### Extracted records
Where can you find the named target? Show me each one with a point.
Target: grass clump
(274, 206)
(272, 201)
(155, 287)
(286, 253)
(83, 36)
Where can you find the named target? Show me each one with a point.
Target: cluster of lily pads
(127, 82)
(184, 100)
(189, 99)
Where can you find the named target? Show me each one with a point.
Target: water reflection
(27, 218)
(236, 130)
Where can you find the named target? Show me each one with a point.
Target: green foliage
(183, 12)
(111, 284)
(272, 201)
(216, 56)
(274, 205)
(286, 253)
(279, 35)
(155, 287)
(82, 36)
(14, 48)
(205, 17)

### EXERCISE DIRECTIONS
The answer should reproduce all of the data without any alteration.

### RESPONSE AREA
Where can you find the named target? Show me each one with a point.
Target: grass clump
(274, 206)
(272, 201)
(155, 287)
(286, 253)
(83, 36)
Where can you find the named target? Show me each one with a point.
Target: cluster of lily pads
(127, 82)
(184, 100)
(189, 99)
Where can you find the named target? Show me each one with a point.
Target: water reflection
(27, 218)
(236, 130)
Where can you find the named target? Show me each one with a point.
Target: green foliage
(183, 12)
(111, 284)
(272, 201)
(216, 56)
(274, 205)
(286, 253)
(279, 35)
(155, 287)
(82, 36)
(14, 48)
(205, 17)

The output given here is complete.